_Provided information_
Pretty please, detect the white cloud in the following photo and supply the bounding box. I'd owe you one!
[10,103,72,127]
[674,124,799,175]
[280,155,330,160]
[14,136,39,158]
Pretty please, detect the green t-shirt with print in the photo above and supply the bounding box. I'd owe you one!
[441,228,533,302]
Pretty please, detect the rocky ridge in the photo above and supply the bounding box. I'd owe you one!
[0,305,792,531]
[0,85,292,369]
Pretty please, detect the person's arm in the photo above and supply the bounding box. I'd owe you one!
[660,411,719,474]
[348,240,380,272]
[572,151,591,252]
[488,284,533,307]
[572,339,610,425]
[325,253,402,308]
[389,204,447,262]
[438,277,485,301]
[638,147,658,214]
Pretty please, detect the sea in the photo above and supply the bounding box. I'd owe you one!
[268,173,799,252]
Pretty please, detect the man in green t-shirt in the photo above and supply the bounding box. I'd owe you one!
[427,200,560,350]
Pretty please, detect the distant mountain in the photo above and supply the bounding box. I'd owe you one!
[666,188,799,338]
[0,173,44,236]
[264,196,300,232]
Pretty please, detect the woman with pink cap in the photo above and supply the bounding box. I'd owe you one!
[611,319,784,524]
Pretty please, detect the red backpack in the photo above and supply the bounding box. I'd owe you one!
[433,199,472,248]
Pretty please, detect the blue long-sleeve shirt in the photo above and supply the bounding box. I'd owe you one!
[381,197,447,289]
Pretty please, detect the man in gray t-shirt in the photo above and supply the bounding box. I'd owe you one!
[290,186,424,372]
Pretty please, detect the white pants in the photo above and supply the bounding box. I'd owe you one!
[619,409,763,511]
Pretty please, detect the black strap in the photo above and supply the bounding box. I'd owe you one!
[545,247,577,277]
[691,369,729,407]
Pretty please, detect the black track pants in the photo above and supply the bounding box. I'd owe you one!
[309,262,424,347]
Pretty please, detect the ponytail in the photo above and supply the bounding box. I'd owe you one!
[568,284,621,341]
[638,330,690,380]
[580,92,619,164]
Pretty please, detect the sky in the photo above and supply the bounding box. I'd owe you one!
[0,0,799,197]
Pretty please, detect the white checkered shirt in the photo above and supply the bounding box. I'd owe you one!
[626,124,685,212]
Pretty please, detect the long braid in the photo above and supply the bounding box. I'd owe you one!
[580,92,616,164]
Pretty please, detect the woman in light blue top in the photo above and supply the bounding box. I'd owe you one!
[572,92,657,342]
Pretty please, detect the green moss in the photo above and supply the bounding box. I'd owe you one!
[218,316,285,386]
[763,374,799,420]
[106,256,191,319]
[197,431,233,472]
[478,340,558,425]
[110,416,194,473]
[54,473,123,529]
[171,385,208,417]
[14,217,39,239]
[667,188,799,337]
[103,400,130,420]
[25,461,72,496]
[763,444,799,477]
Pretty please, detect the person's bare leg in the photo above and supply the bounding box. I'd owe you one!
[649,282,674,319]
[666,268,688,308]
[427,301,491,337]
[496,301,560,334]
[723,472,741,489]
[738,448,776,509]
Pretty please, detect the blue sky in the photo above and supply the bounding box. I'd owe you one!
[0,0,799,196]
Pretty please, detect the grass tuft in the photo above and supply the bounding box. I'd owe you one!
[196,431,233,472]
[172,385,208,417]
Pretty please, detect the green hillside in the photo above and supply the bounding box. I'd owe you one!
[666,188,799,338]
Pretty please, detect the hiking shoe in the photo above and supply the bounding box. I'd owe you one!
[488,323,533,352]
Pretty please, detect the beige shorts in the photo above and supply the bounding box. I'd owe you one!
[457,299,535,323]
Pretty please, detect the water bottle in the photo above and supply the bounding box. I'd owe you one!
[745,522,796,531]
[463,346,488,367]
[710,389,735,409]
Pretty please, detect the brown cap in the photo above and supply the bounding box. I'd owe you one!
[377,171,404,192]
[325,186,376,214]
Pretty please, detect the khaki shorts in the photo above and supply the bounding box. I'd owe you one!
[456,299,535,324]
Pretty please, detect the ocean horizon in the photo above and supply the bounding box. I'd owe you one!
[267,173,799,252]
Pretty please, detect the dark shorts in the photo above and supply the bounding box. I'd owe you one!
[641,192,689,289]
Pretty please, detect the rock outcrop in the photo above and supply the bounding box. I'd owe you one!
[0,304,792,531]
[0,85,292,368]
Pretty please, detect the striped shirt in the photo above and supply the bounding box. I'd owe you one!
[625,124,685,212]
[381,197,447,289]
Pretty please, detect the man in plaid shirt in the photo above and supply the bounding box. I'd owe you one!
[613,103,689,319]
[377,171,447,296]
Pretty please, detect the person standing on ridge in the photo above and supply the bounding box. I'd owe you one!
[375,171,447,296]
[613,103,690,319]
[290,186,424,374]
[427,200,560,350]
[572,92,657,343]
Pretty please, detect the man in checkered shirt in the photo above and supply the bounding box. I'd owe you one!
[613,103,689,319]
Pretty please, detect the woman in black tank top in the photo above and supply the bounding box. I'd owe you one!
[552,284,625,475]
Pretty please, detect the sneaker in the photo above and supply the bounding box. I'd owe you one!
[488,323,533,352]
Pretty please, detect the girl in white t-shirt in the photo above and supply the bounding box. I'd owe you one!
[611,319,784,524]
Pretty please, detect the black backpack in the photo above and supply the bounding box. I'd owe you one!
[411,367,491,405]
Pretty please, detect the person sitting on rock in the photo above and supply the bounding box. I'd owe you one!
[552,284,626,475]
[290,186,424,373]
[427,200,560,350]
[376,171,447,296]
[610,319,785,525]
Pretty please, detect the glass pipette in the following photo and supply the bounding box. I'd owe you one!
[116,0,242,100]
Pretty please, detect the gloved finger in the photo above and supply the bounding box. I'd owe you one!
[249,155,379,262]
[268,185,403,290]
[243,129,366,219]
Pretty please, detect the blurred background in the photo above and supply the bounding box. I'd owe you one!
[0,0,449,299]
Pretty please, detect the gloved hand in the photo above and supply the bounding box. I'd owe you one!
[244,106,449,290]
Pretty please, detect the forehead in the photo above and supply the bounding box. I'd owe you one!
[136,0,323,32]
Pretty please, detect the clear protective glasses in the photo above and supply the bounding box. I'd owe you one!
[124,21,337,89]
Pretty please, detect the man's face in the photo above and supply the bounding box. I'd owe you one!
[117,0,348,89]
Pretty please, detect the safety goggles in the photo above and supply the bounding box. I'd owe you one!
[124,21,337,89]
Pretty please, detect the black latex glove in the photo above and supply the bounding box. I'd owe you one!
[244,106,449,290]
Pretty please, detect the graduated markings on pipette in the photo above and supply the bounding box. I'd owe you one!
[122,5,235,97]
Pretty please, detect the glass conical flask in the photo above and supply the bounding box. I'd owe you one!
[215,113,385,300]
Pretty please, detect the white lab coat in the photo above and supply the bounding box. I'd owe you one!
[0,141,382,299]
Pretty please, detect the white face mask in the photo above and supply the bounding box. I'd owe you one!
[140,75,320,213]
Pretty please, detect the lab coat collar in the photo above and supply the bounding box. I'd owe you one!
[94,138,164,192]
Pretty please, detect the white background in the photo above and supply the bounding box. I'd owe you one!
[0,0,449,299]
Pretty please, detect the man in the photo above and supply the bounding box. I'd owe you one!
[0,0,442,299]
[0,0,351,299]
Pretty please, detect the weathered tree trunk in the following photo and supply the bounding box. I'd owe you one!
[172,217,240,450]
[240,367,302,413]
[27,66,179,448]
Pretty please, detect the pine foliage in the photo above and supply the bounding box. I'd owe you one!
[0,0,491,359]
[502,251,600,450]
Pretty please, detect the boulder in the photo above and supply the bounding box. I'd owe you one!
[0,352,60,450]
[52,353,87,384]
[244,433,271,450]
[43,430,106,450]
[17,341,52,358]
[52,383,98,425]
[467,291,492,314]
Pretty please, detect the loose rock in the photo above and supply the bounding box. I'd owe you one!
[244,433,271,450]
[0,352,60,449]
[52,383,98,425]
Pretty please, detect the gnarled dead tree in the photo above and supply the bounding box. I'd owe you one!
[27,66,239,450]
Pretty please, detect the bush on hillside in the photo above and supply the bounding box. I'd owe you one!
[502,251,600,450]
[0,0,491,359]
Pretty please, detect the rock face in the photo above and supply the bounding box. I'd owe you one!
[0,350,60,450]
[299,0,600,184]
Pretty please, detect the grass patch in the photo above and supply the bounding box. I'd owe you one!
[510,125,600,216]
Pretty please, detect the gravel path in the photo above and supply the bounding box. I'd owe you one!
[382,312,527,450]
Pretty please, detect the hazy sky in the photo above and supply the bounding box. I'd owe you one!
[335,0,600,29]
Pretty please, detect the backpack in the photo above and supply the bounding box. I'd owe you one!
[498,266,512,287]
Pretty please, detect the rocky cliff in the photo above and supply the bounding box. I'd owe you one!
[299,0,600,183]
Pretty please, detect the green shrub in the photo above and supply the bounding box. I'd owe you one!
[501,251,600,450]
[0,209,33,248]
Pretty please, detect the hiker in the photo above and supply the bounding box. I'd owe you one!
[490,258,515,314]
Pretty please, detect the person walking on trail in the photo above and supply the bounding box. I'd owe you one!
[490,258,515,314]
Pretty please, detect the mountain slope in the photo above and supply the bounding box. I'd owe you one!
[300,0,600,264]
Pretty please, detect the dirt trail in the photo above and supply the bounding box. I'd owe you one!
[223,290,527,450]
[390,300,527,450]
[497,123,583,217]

_Problem_
Rescale the rows above, starting at the first row and ending at the line that contains "[0,85,292,369]". Repeat every line, requests included, with each bounding-box coordinate multiplied by 1.95 and rounded to a whole number (halves up), and give those lines alone.

_Correct answer_
Pretty please, detect the white cloud in the following photo and supply the bounding box. I'd owe you one!
[20,201,140,248]
[1314,242,1558,341]
[546,302,644,312]
[27,265,76,308]
Pretty please, detect the green t-shirt with print in the photo above and supply the bounding box. I'd owe you one!
[860,445,1039,589]
Pretty please, detect the rocky ridge in the photo above and supply the bounding box. I'd owe you one!
[0,595,1544,1035]
[0,166,569,720]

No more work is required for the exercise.